(Material to process)
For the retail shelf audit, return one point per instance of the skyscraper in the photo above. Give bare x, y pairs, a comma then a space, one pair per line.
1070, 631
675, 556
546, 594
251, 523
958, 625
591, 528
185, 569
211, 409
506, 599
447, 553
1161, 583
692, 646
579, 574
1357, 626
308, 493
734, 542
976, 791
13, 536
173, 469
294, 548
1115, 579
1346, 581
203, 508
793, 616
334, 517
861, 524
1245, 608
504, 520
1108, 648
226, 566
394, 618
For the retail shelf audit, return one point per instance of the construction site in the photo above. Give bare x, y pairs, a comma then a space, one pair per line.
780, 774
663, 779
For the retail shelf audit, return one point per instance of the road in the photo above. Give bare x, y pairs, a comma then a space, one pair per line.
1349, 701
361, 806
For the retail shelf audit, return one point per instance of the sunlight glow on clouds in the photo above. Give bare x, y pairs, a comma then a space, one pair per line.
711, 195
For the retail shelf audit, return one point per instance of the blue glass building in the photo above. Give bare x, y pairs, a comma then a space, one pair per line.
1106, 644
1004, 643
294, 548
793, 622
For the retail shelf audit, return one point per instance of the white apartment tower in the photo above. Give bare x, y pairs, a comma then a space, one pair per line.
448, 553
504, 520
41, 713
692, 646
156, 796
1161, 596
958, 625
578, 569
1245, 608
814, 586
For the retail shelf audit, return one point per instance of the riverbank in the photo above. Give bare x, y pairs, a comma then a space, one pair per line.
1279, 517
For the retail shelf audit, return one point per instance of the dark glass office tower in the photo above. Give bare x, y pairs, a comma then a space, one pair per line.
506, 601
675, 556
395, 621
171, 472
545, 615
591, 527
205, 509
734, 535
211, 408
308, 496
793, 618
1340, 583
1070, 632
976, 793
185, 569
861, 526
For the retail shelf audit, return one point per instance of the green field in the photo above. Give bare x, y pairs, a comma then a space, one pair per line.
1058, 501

(What to do) Format the lines of the items, starting with the line that contains "of the road" and running through the end of the items, as a Markdown table. Use the columns Row and Line text, number each row, and leave out blank lines.

(Response)
| Row | Line text |
|---|---|
| 1 | For the retail shelf audit, return one point per instance of the road in the photo above. Give bare x, y pairs, a comma then a space, one pair per line. |
| 2 | 1349, 701 |
| 3 | 361, 806 |
| 4 | For the retail shelf audit, return one point per instance of the sunlight glow on clouds in the photo above. Give bare x, y pairs, a comma then a space, one pair per line. |
| 5 | 711, 195 |
| 6 | For the retail shelf audit, return one point per instance of the blue glass building in the photo above. Give bare x, y pairs, a comma then a space, one pair per line. |
| 7 | 1106, 644 |
| 8 | 1004, 643 |
| 9 | 294, 548 |
| 10 | 793, 622 |
| 11 | For the retail shelf audit, return one point per instance of the white apartment tower in the photo above. Give bare x, y pairs, a comma then a space, one pair per line. |
| 12 | 448, 553 |
| 13 | 504, 520 |
| 14 | 41, 713 |
| 15 | 692, 646 |
| 16 | 156, 796 |
| 17 | 1161, 596 |
| 18 | 958, 625 |
| 19 | 578, 569 |
| 20 | 1245, 608 |
| 21 | 814, 586 |
| 22 | For the retail shelf audit, return one point per instance of the riverbank in the photo above. Give bare x, y pairs, a comma then a space, one pair per line. |
| 23 | 1279, 517 |
| 24 | For the retail shelf audit, return one point per instance of the dark glass office tower in the photo above. Give bare x, y pairs, a comma then a space, one pair per line. |
| 25 | 506, 601 |
| 26 | 675, 556 |
| 27 | 395, 621 |
| 28 | 171, 472 |
| 29 | 545, 615 |
| 30 | 591, 527 |
| 31 | 205, 509 |
| 32 | 734, 535 |
| 33 | 211, 408 |
| 34 | 308, 496 |
| 35 | 793, 618 |
| 36 | 1340, 583 |
| 37 | 1070, 632 |
| 38 | 976, 793 |
| 39 | 185, 569 |
| 40 | 861, 526 |
| 41 | For the retail shelf audit, return one point per instance of the green field in the photo above. Give bare x, y pairs, a comma then a space, one pair per line. |
| 42 | 1058, 501 |